» PASSAGE DONNÉ
>>>
Texte pour le Festival du Livre en Bretagne
« Gouel al levrioù e Breizh » Carhaix/ Karaez : Ar bed keltiek : Le monde celtique.
Où commence le monde celtique ?
Où commence le monde celtique ?
Dans un pub surchauffé de Dublin, où le rythme sourd du « bodhràn » (tambour frappé d’un bâton) accompagne la tournée de bière rousse, où la harpe rehausse comme un sceau l’étiquette d’une bouteille de Guinness couleur Liffey - la rivière de mer- où l’archet d’un violon effleure la vague ambrée d’un whiskey d’où flotte l’âme du truculent écrivain-soldat Brendan Behan et de tous les bardes évanouis ? « Slainté ! » « Yec’hed mat ! » (« À la vôtre ! ») *
Où commence le monde celtique ?
Au stade de Cardiff, où les Anges ivres s’époumonent en chantant d’une voix mâle le « Bro Gozh » - « Hen Flad Fy Nadhau », en gallois (La Vieille Terre des Ancêtres) – dès la première mêlée des grand-messes du rugby ?
Où commence le monde celtique ?
À Parkhead, rebaptisé « Paradise », par les supporters du Glasgow Celtic enturbannés d’écharpes vert Irlande frappées du trèfle et clamant en un chœur militant le « Soldier’s song » de la vieille IRA face aux « blue noses » ennemis héréditaires du Rangers , inféodés à la couronne britannique et aux loges loyalistes d’Ulster ?
Où commence le monde celtique ?
Dans les noires tourbières du Mayo, de Sligo, du Donegal ou du Connemara, là où la soldatesque de Cromwell lâcha cet épitaphe cinglante : « Un pays où il n’y a pas assez de bois pour pendre un homme, pas assez de terre pour l’enterrer ». On en trouvait encore aux branches assez robustes pour y passer la corde au cou des musiciens ambulants, bardes itinérants, sonneurs de cornemuses et harpistes buissonniers accusés de jouer des airs séditieux.
<<<
» ENTRÉES
>>>
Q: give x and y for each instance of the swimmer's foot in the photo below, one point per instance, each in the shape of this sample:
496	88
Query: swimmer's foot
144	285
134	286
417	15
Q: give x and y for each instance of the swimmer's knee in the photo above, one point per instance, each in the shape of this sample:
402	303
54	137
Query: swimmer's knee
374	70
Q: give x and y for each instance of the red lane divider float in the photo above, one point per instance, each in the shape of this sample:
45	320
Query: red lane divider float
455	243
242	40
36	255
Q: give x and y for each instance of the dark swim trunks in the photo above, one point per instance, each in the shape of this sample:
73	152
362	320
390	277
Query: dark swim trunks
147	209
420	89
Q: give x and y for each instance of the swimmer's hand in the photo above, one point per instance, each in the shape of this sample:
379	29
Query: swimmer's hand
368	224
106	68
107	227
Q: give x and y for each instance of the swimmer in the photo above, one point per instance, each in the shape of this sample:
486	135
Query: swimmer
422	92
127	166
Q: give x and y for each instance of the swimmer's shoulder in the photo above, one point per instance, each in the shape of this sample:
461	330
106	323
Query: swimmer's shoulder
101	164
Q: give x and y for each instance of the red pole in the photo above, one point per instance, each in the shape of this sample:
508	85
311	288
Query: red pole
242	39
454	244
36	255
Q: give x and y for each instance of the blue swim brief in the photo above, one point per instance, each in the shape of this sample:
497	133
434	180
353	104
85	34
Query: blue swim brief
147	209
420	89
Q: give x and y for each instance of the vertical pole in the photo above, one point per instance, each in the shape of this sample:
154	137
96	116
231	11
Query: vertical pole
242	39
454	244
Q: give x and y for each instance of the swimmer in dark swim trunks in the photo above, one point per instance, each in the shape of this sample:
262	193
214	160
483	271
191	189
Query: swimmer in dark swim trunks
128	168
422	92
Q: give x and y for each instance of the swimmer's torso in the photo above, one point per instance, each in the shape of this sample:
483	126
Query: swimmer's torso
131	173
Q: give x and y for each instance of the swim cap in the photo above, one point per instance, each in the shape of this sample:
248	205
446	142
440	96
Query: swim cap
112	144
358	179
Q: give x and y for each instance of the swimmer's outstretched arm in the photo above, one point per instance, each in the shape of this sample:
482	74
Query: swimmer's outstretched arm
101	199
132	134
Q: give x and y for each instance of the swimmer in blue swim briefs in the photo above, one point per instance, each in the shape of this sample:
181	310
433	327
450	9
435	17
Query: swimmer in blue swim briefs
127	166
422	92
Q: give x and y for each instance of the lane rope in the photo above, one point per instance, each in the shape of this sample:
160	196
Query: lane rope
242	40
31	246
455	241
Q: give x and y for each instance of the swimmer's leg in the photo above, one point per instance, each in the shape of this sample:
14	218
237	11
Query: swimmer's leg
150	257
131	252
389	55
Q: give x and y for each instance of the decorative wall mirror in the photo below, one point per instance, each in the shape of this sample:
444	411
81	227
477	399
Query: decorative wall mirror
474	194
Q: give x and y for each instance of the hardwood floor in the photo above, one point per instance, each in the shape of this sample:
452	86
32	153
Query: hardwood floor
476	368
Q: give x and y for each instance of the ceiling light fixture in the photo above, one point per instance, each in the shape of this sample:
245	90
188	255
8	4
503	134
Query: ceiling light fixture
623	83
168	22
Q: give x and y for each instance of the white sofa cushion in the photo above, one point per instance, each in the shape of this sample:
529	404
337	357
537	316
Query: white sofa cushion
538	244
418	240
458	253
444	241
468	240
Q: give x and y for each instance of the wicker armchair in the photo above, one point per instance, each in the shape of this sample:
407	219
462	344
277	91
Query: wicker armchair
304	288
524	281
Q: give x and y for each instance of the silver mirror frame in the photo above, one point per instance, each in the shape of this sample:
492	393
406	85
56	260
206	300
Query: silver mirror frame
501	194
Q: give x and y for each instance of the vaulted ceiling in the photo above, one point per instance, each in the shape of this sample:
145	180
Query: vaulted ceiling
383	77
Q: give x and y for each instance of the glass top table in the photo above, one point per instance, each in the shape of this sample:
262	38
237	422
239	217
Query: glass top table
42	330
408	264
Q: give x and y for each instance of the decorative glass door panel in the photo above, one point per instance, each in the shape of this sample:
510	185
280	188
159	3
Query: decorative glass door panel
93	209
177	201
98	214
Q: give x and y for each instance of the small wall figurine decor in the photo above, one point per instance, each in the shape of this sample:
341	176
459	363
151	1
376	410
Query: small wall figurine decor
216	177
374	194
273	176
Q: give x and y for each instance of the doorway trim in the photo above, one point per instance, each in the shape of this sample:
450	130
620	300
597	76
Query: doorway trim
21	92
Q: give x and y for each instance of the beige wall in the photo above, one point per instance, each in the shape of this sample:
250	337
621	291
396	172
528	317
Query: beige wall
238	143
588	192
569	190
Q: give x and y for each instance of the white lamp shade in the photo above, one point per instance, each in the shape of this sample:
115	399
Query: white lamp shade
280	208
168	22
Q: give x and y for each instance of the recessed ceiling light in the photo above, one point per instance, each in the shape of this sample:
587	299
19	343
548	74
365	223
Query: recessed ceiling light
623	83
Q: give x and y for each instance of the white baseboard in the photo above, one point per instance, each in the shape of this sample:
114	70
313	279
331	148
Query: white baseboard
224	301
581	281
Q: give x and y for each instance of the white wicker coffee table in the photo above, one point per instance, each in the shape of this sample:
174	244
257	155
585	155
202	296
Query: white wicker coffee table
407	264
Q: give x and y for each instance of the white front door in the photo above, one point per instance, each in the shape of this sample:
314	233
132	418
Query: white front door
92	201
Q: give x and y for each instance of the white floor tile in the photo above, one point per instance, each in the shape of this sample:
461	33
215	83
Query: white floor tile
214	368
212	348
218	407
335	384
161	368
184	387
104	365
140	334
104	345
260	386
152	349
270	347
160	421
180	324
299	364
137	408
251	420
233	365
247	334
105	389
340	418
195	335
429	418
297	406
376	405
<<<
» À FAIRE
Pouvez-vous reprendre mot pour mot le passage du texte sur le monde celtique qui va de « Au stade de » jusqu'à « loyalistes d’Ulster ? » inclus ? Tenez-vous-en au seul texte sur le monde celtique.

» RÉPONSE À L'EXERCICE
Au stade de Cardiff, où les Anges ivres s’époumonent en chantant d’une voix mâle le « Bro Gozh » - « Hen Flad Fy Nadhau », en gallois (La Vieille Terre des Ancêtres) – dès la première mêlée des grand-messes du rugby ?
Où commence le monde celtique ?
À Parkhead, rebaptisé « Paradise », par les supporters du Glasgow Celtic enturbannés d’écharpes vert Irlande frappées du trèfle et clamant en un chœur militant le « Soldier’s song » de la vieille IRA face aux « blue noses » ennemis héréditaires du Rangers , inféodés à la couronne britannique et aux loges loyalistes d’Ulster ?